*Task statement*. Could each entry below be printed again exactly as given?
*** Begin section ***
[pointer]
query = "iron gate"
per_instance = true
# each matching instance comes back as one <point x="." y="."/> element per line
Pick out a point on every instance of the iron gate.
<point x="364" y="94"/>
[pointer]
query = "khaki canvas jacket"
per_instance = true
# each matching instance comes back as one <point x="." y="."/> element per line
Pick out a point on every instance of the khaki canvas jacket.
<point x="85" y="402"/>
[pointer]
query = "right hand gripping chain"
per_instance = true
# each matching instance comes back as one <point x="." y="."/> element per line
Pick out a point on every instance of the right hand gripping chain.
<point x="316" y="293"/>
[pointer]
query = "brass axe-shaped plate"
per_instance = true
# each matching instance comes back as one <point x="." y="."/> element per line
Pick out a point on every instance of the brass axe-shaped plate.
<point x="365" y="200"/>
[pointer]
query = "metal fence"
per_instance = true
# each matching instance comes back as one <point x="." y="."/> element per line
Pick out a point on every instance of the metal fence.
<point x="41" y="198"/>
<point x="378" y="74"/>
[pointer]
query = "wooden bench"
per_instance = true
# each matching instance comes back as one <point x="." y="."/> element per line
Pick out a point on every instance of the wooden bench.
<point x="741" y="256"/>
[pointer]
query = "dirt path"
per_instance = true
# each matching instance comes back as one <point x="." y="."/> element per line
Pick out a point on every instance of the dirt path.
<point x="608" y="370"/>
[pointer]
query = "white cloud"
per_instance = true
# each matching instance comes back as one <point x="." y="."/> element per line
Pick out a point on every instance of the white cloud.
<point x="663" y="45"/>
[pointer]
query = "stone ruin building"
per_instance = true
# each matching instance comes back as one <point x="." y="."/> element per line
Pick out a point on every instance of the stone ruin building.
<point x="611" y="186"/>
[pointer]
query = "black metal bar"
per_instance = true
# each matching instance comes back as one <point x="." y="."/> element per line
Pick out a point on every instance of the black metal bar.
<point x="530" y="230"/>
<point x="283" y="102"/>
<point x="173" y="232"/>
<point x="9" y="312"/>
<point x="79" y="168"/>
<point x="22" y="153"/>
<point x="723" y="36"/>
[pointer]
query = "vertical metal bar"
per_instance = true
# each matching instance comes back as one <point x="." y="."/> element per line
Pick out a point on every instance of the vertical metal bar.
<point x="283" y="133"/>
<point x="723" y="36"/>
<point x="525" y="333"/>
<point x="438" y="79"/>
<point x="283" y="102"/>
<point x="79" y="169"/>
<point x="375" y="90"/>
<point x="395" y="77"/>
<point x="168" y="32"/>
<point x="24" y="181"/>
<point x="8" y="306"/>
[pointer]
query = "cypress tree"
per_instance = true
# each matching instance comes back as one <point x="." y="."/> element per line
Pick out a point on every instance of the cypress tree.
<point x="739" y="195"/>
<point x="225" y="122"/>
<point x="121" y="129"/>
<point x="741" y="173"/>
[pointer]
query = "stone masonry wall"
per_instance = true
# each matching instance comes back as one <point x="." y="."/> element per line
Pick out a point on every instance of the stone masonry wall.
*** End section ***
*Task response*.
[pointer]
query = "iron gate"
per_instance = true
# each matching instance comes back as one <point x="." y="."/> element per line
Pick out a point on every instance of the iron gate.
<point x="364" y="94"/>
[pointer]
query = "khaki canvas jacket"
per_instance = true
# each matching instance comes back as one <point x="." y="."/> element per line
Pick out a point on every instance of the khaki canvas jacket.
<point x="85" y="402"/>
[pointer]
query = "right hand gripping chain"
per_instance = true
# each matching instance comes back as one <point x="." y="."/> element per line
Pick out a point on every instance of the right hand gripping chain.
<point x="316" y="293"/>
[pointer]
query = "brass axe-shaped plate"
per_instance = true
# each matching instance comes back as one <point x="." y="."/> element per line
Pick out a point on every instance of the brass axe-shaped plate.
<point x="365" y="200"/>
[pointer]
query = "metal fence"
per_instance = true
# each matching instance comes back as one <point x="." y="."/> element per line
Pick out a point on every instance of the metal fence.
<point x="41" y="198"/>
<point x="378" y="74"/>
[pointer]
query = "wooden bench"
per_instance = true
# each matching instance comes back as one <point x="." y="."/> element per line
Pick out a point on every instance of the wooden bench.
<point x="741" y="256"/>
[pointer]
query = "dirt path"
per_instance = true
# each matching instance comes back as one <point x="." y="."/> element per line
Pick out a point on every instance of the dirt path.
<point x="608" y="370"/>
[pointer]
query = "white cloud"
per_instance = true
# each matching instance comes back as one <point x="." y="."/> element per line
Pick out a point on every instance of the white cloud.
<point x="663" y="45"/>
[pointer]
query = "stone ruin building"
per_instance = true
# each matching instance comes back as one <point x="." y="."/> element per line
Pick out a point on every instance of the stone ruin building.
<point x="611" y="186"/>
[pointer]
query = "black metal bar"
per_instance = true
# each matching instance comes back as one <point x="." y="."/> element per line
Pick out a point on every instance of the black metal bar.
<point x="530" y="230"/>
<point x="283" y="102"/>
<point x="173" y="232"/>
<point x="9" y="312"/>
<point x="79" y="168"/>
<point x="22" y="153"/>
<point x="723" y="36"/>
[pointer]
query = "vertical metal bar"
per_instance = true
# each matching instance comes back as one <point x="." y="."/> element per line
Pick out a point on every instance of the vertical metal bar.
<point x="283" y="133"/>
<point x="723" y="36"/>
<point x="525" y="333"/>
<point x="438" y="79"/>
<point x="283" y="102"/>
<point x="79" y="169"/>
<point x="375" y="90"/>
<point x="395" y="77"/>
<point x="168" y="32"/>
<point x="24" y="181"/>
<point x="8" y="306"/>
[pointer]
query = "cypress tree"
per_instance = true
# each matching instance comes back as one <point x="." y="."/> element per line
Pick out a point on every instance of the cypress tree.
<point x="739" y="195"/>
<point x="225" y="122"/>
<point x="121" y="129"/>
<point x="741" y="173"/>
[pointer]
query = "stone masonry wall"
per_instance = true
# each matching instance comes back as one <point x="." y="."/> element per line
Pick out a point on every instance of the stone masonry wall.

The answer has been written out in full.